▶ [Work item]: From the first line to the last, restate the data exactly, leaving out the images.

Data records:
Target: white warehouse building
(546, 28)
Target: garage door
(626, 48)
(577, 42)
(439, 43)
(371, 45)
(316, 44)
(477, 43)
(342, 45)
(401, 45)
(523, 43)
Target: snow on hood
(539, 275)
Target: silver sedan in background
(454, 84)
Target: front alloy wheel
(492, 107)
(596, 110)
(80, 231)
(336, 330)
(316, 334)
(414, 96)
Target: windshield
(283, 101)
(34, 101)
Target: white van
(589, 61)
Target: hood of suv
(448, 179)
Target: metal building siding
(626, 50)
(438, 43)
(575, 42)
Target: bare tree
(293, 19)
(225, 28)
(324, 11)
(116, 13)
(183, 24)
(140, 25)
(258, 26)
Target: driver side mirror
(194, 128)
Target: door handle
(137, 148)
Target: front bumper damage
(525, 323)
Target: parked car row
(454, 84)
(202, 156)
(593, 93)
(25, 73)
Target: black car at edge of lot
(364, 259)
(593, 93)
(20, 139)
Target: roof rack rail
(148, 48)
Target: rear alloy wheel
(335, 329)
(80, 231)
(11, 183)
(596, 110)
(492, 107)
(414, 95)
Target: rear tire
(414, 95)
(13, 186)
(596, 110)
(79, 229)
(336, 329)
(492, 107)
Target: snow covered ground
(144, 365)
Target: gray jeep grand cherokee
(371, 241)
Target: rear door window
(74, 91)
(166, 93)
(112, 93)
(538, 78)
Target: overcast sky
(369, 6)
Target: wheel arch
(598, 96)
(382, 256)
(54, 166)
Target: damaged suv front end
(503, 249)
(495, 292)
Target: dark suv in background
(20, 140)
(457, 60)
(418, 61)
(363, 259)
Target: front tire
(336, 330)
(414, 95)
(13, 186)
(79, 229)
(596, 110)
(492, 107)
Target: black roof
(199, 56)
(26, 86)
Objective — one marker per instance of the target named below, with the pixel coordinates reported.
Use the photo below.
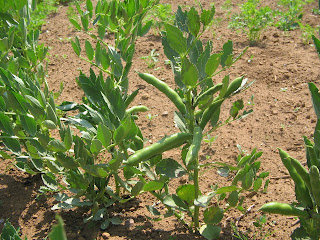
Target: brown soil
(281, 67)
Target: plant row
(96, 147)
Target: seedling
(151, 59)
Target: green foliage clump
(252, 19)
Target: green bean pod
(283, 209)
(207, 114)
(136, 109)
(164, 88)
(163, 145)
(194, 148)
(299, 183)
(210, 91)
(304, 174)
(315, 184)
(234, 85)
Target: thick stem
(196, 194)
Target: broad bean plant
(198, 98)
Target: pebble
(165, 113)
(105, 235)
(129, 223)
(72, 235)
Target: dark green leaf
(75, 24)
(56, 146)
(29, 124)
(186, 193)
(89, 50)
(96, 146)
(170, 168)
(213, 215)
(210, 232)
(153, 186)
(58, 231)
(153, 210)
(315, 98)
(233, 198)
(5, 124)
(104, 135)
(212, 64)
(189, 73)
(226, 189)
(193, 22)
(227, 53)
(176, 39)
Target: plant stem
(196, 189)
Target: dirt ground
(281, 66)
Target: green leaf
(213, 215)
(85, 22)
(5, 124)
(58, 231)
(226, 189)
(68, 138)
(207, 16)
(49, 180)
(49, 124)
(174, 201)
(189, 73)
(212, 64)
(300, 234)
(257, 184)
(210, 232)
(193, 22)
(29, 124)
(317, 44)
(96, 170)
(227, 53)
(75, 24)
(153, 210)
(76, 46)
(153, 186)
(89, 7)
(233, 198)
(170, 168)
(176, 39)
(104, 135)
(137, 188)
(89, 50)
(12, 144)
(67, 161)
(96, 146)
(315, 98)
(56, 146)
(186, 193)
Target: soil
(281, 66)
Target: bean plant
(198, 99)
(292, 14)
(252, 20)
(306, 180)
(86, 150)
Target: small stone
(72, 235)
(165, 114)
(145, 96)
(129, 223)
(105, 235)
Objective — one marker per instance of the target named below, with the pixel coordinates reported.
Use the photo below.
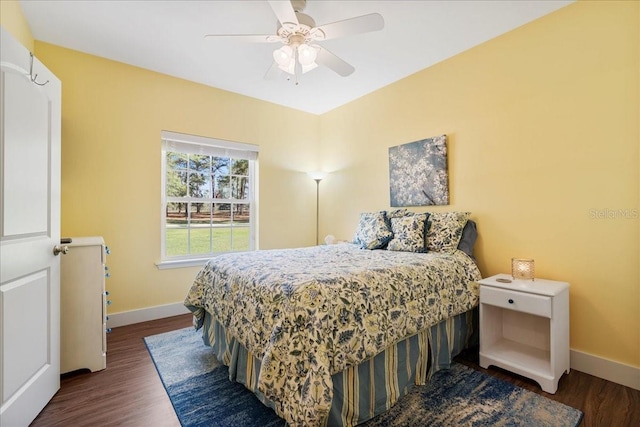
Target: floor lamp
(317, 177)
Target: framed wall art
(418, 173)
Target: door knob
(57, 250)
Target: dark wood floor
(129, 391)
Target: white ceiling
(167, 37)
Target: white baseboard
(146, 314)
(609, 370)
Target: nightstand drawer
(514, 300)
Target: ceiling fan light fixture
(309, 67)
(306, 55)
(283, 56)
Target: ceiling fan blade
(349, 27)
(334, 63)
(247, 38)
(284, 11)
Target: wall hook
(32, 76)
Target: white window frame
(192, 144)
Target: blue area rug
(203, 396)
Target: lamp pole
(317, 177)
(317, 180)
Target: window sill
(181, 263)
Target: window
(208, 198)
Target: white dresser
(524, 328)
(83, 301)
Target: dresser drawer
(524, 302)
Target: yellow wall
(543, 129)
(112, 116)
(12, 19)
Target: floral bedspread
(309, 313)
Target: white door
(29, 230)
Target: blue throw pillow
(373, 230)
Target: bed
(336, 334)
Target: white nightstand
(524, 328)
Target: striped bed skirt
(361, 392)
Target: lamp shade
(317, 175)
(522, 268)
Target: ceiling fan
(298, 34)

▶ [Answer area]:
Target: white warehouse building
(546, 28)
Target: garage door
(626, 48)
(577, 42)
(439, 43)
(371, 45)
(316, 44)
(477, 43)
(342, 45)
(401, 45)
(523, 43)
Target: snow on hood
(539, 275)
Target: silver sedan in background
(454, 84)
Target: front alloy wheel
(492, 107)
(596, 110)
(80, 231)
(336, 330)
(316, 334)
(414, 96)
Target: windshield
(283, 101)
(34, 101)
Target: white van
(589, 61)
Target: hood of suv
(448, 179)
Target: metal building siding
(626, 50)
(438, 43)
(575, 42)
Target: bare tree
(293, 19)
(225, 28)
(324, 11)
(116, 13)
(183, 24)
(140, 25)
(258, 26)
Target: driver side mirror
(194, 128)
Target: door handle
(137, 148)
Target: front bumper damage
(525, 323)
Target: parked car row
(454, 84)
(202, 156)
(593, 93)
(25, 73)
Target: black car at edge of lot
(364, 259)
(593, 93)
(20, 139)
Target: roof rack rail
(148, 48)
Target: rear alloy wheel
(335, 329)
(80, 231)
(11, 183)
(596, 110)
(492, 107)
(414, 95)
Target: rear tire
(414, 95)
(13, 186)
(596, 110)
(79, 229)
(336, 329)
(492, 107)
Target: snow covered ground
(144, 365)
Target: gray jeep grand cherokee
(371, 241)
Target: rear door window
(74, 91)
(166, 93)
(112, 93)
(538, 78)
Target: overcast sky
(369, 6)
Target: wheel arch
(598, 96)
(382, 256)
(54, 166)
Target: damaged suv front end
(503, 249)
(495, 292)
Target: dark suv in background
(20, 140)
(457, 60)
(418, 61)
(363, 259)
Target: front tire
(336, 330)
(414, 95)
(13, 186)
(79, 229)
(596, 110)
(492, 107)
Target: black roof
(199, 56)
(26, 86)
Objective — one marker per instance of the target named below, with the pixel coordinates reported.
Use the photo below.
Target: brown soil
(281, 67)
Target: plant row
(96, 147)
Target: seedling
(151, 59)
Target: green foliage clump
(252, 19)
Target: green bean pod
(283, 209)
(207, 114)
(136, 109)
(164, 88)
(163, 145)
(194, 148)
(299, 183)
(210, 91)
(304, 174)
(315, 184)
(234, 85)
Target: thick stem
(196, 194)
Target: broad bean plant
(198, 98)
Target: pebble
(165, 113)
(105, 235)
(129, 223)
(72, 235)
Target: dark green leaf
(75, 24)
(56, 146)
(29, 124)
(186, 193)
(89, 50)
(96, 146)
(170, 168)
(213, 215)
(210, 232)
(153, 186)
(58, 231)
(153, 210)
(315, 98)
(233, 198)
(5, 124)
(104, 135)
(212, 64)
(189, 73)
(226, 189)
(193, 22)
(227, 53)
(176, 39)
Target: plant stem
(196, 189)
Target: dirt ground
(281, 66)
Target: green leaf
(213, 215)
(85, 22)
(5, 124)
(58, 231)
(226, 189)
(68, 138)
(207, 16)
(49, 180)
(49, 124)
(174, 201)
(189, 73)
(212, 64)
(300, 234)
(257, 184)
(210, 232)
(193, 22)
(29, 124)
(317, 44)
(96, 170)
(227, 53)
(75, 24)
(153, 210)
(76, 46)
(153, 186)
(89, 7)
(233, 198)
(170, 168)
(176, 39)
(104, 135)
(137, 188)
(89, 50)
(12, 144)
(67, 161)
(96, 146)
(315, 98)
(56, 146)
(186, 193)
Target: soil
(281, 66)
Target: bean plant
(198, 99)
(292, 14)
(252, 20)
(306, 180)
(86, 150)
Target: small stone
(72, 235)
(165, 114)
(145, 96)
(129, 223)
(105, 235)
Objective — one marker per instance of the target named below, with the pixel coordinates reported.
Use the photo below.
Target: floor lamp
(317, 177)
Target: framed wall art
(418, 173)
Target: door knob
(57, 250)
Target: dark wood floor
(129, 391)
Target: white ceiling
(167, 37)
Target: white baseboard
(146, 314)
(609, 370)
Target: nightstand drawer
(514, 300)
Target: ceiling fan light fixture
(309, 67)
(306, 55)
(283, 56)
Target: ceiling fan blade
(349, 27)
(334, 63)
(247, 38)
(284, 11)
Target: wall hook
(32, 76)
Target: white window frame
(192, 144)
Target: blue area rug
(203, 396)
Target: lamp pole
(317, 177)
(317, 180)
Target: window sill
(181, 263)
Target: window
(208, 198)
Target: white dresser
(524, 328)
(83, 301)
Target: dresser drawer
(524, 302)
Target: yellow wall
(543, 129)
(112, 116)
(12, 19)
Target: floral bedspread
(309, 313)
Target: white door
(29, 230)
Target: blue throw pillow
(373, 230)
Target: bed
(336, 334)
Target: white nightstand
(524, 328)
Target: striped bed skirt
(361, 392)
Target: lamp shade
(317, 175)
(522, 268)
Target: ceiling fan
(298, 34)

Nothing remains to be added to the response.